■ **What you need to do**
Reproduce every line of the data below, from the line containing "If you could pin the red" through the end of the data, and increase each coordinate by 50. Keep all other text unchanged.

■ **Source material**
● ● ●

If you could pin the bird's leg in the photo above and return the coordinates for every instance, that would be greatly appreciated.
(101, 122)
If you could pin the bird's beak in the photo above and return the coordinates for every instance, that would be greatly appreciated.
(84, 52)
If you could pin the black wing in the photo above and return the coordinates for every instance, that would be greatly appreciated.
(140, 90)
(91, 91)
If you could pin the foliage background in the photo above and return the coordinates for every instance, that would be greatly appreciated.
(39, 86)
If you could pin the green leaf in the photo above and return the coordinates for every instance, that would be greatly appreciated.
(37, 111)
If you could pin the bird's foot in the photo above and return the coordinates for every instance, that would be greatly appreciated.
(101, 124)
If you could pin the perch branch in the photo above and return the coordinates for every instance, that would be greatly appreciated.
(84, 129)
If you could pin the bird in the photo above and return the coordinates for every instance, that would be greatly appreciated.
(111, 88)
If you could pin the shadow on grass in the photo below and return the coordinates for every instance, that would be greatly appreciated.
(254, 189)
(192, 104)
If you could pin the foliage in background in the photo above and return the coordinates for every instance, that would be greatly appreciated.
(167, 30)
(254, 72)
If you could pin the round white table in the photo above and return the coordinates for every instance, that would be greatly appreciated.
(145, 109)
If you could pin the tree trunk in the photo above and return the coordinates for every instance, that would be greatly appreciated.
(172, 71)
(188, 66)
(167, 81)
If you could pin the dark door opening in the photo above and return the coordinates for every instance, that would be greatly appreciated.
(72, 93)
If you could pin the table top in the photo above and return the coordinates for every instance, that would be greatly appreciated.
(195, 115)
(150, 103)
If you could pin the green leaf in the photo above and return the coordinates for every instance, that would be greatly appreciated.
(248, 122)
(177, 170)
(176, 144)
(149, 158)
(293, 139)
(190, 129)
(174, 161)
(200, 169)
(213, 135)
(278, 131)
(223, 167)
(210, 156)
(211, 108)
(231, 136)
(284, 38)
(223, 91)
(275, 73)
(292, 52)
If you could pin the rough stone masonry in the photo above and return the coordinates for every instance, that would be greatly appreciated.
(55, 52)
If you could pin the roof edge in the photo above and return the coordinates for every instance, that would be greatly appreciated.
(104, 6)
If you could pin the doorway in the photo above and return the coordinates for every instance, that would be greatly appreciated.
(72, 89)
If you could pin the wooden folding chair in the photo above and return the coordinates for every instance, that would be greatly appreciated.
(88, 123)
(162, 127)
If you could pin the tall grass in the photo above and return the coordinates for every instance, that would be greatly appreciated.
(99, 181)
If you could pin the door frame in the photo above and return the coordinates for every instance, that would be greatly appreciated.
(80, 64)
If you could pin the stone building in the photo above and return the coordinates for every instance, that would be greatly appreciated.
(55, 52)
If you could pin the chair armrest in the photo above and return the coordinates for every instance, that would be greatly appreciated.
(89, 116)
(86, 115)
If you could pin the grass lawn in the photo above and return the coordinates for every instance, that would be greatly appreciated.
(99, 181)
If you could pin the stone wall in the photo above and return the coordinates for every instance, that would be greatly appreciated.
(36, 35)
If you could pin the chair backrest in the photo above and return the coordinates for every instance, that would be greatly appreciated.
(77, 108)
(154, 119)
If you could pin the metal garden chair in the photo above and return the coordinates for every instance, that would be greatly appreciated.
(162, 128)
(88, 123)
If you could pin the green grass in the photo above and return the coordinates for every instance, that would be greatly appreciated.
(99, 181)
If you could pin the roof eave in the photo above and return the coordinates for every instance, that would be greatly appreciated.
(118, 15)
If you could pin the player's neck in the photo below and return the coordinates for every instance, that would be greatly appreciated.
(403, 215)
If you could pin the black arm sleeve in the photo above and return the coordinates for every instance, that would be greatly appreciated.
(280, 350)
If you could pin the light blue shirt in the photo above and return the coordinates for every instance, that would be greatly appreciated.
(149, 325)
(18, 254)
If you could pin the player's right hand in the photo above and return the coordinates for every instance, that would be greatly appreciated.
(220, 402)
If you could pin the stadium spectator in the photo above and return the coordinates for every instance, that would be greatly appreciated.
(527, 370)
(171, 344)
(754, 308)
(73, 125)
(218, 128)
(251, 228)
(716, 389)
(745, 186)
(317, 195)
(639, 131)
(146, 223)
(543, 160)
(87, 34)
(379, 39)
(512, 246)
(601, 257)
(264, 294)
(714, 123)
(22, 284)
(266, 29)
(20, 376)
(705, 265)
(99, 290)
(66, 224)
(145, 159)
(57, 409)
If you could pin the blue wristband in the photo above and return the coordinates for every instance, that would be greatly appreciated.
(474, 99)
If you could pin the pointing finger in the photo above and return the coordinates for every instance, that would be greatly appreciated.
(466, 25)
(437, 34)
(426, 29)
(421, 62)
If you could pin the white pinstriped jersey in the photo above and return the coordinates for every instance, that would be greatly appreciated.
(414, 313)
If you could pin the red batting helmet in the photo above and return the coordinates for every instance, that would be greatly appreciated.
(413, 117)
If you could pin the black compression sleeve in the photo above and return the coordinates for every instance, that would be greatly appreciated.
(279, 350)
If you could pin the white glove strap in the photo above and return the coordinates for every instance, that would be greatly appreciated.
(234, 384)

● ● ●

■ **Response to the task**
If you could pin the red batting helmet in the photo above and return the coordinates for every instance, that would be greatly appreciated.
(463, 167)
If you could pin the black compression sleeve in the photo above and return the coordinates for every instance, that would be greatly appreciated.
(329, 400)
If you could pin the white glove strap in the photo above and return the coordinates for every instance, that would be greatly appreciated.
(284, 434)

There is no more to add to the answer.